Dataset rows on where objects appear
--- Start ---

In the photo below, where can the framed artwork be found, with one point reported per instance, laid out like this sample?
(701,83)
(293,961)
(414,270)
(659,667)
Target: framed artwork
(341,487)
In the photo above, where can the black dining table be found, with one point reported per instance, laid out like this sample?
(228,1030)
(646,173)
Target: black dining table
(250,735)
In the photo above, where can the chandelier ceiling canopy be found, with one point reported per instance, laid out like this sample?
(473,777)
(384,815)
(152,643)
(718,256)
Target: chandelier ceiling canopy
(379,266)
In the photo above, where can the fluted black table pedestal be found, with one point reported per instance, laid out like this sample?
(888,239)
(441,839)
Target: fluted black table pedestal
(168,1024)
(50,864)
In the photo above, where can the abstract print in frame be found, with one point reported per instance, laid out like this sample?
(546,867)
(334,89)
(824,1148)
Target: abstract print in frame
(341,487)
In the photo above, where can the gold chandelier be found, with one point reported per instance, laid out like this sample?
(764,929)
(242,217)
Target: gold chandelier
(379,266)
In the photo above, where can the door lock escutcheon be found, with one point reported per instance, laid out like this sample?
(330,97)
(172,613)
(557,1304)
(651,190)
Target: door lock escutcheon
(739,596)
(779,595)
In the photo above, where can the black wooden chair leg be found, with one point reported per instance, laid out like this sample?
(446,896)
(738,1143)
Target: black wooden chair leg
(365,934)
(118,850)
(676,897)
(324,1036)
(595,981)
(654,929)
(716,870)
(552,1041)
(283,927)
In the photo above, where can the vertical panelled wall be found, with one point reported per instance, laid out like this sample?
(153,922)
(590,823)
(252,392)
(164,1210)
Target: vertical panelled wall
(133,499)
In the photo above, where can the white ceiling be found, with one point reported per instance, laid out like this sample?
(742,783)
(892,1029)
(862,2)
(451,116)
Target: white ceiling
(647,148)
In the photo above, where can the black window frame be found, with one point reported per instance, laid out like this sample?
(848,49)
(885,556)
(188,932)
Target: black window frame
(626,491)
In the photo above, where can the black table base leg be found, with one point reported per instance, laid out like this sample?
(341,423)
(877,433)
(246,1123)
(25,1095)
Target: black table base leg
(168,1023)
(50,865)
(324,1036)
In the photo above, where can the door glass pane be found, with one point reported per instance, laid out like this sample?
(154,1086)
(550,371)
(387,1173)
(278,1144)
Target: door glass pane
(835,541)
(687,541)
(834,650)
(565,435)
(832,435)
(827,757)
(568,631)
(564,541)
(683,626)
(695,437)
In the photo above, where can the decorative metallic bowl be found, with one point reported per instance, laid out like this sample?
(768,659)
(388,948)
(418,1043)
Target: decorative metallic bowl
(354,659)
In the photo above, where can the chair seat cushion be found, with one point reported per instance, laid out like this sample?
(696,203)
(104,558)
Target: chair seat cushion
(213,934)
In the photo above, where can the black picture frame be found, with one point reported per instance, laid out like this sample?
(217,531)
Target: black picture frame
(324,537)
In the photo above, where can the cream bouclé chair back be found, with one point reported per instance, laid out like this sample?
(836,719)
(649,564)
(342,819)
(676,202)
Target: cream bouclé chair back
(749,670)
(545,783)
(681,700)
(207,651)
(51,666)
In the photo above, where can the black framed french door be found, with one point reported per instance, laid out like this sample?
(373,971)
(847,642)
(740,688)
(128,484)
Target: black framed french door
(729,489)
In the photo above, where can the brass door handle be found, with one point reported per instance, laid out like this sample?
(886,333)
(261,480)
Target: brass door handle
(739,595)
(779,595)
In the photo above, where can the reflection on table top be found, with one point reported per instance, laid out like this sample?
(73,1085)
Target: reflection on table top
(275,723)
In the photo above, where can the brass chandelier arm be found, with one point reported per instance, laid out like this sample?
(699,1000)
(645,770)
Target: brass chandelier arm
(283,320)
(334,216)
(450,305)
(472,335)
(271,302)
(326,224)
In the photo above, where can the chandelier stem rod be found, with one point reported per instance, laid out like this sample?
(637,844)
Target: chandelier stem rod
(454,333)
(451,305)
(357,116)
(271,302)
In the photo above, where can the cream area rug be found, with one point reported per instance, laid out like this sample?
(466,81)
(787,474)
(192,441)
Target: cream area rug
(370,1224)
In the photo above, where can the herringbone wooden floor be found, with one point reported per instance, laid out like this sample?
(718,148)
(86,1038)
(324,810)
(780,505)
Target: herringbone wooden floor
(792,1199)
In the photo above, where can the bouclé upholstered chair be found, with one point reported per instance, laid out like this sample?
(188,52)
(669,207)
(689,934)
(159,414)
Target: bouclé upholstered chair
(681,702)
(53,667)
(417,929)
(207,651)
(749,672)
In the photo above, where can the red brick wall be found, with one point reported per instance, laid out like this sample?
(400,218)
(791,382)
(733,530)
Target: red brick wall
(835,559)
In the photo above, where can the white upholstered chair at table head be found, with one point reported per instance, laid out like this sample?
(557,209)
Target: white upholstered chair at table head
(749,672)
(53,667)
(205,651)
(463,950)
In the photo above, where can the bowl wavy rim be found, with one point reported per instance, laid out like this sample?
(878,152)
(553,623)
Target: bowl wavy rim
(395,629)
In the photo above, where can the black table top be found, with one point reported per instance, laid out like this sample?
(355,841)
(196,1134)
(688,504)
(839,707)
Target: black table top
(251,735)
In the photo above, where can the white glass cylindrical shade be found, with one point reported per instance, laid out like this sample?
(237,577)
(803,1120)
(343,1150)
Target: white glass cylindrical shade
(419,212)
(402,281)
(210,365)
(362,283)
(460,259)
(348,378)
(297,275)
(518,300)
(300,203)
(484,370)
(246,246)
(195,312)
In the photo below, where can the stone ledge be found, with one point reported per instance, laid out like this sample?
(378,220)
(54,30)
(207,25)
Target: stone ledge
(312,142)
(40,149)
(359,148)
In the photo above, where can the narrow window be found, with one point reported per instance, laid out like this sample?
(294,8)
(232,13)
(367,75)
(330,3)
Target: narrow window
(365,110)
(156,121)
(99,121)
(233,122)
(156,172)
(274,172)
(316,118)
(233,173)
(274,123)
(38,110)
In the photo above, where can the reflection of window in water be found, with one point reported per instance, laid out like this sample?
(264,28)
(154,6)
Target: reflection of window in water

--- End ---

# [Problem to work on]
Everything from the line with "In the photo above, where can the black table top" to the end of the listing above needs to be duplicated exactly, both end lines included, with nothing more.

# [Solved exercise]
In the photo above, where can the black table top be found, with one point reported per instance, laid out like this sample?
(355,841)
(196,1134)
(688,504)
(839,707)
Target: black table top
(251,735)
In the photo above, where can the white glass cylindrical shade be found, with one point reported per instance, laid out like this sample?
(237,577)
(803,1120)
(343,1150)
Target: white glass cylindrical shade
(419,212)
(402,281)
(210,365)
(362,283)
(460,259)
(348,378)
(297,275)
(518,300)
(300,203)
(484,370)
(246,246)
(195,312)
In the photo below, where can the stone ledge be found, with one point reported per instance, laid out like this sample?
(378,220)
(54,30)
(207,25)
Target: stone ledge
(312,142)
(40,149)
(359,148)
In the photo above, where can the narrow window be found, with one point reported per instance, laid out like this sample?
(294,8)
(232,13)
(367,75)
(330,3)
Target: narrow window
(365,110)
(156,121)
(99,121)
(233,122)
(156,172)
(274,172)
(316,118)
(233,173)
(274,123)
(38,110)
In the photo above, where can the reflection of window in water be found, with one point reported per instance, laid out like this sample?
(264,28)
(154,6)
Target: reflection of window in water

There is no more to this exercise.